■ **Short task**: Retype all of the records below line for line, with no changes.

■ **Stored dataset items**:
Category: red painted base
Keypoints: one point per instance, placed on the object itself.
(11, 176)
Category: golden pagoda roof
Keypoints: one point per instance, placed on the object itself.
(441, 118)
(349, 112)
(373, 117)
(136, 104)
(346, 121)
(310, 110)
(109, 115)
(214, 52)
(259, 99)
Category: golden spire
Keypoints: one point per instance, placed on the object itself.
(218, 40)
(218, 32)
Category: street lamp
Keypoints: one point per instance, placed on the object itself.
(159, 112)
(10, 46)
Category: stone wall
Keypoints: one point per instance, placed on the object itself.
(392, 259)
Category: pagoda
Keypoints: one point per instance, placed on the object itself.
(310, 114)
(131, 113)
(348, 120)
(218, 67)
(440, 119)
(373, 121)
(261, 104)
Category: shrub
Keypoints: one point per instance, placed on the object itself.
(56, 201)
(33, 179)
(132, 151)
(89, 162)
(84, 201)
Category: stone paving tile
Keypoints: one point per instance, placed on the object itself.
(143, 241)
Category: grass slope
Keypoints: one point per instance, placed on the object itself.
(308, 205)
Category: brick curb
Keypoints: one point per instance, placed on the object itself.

■ **Result**:
Category: red painted base
Keypoints: one point per instance, placed on the object itself.
(11, 176)
Category: golden pagoda roof
Keypoints: one point per instance, placed on the object itself.
(441, 118)
(349, 112)
(373, 117)
(136, 104)
(346, 121)
(310, 110)
(109, 115)
(214, 52)
(259, 99)
Category: golden spire
Keypoints: one point per instance, placed on the object itself.
(218, 40)
(218, 32)
Category: street lamp
Keypoints: one point per instance, placed on the object itself.
(159, 112)
(10, 46)
Category: stone wall
Keypoints: one point per instance, placed on the object itself.
(392, 259)
Category: pagoda
Keypoints: one point per instance, placed on the object itself.
(310, 114)
(131, 113)
(348, 120)
(218, 67)
(440, 119)
(373, 121)
(261, 104)
Category: shrub
Keypoints: one point per instance, placed on the object itself.
(56, 201)
(33, 179)
(132, 151)
(89, 162)
(84, 201)
Category: stone paving tile
Keypoints: one point per instance, placed on the object itself.
(143, 241)
Category: grass slope
Keypoints: one point per instance, placed on the object itself.
(308, 205)
Category: brick curb
Keypoints: one point per instance, placed on the object itself.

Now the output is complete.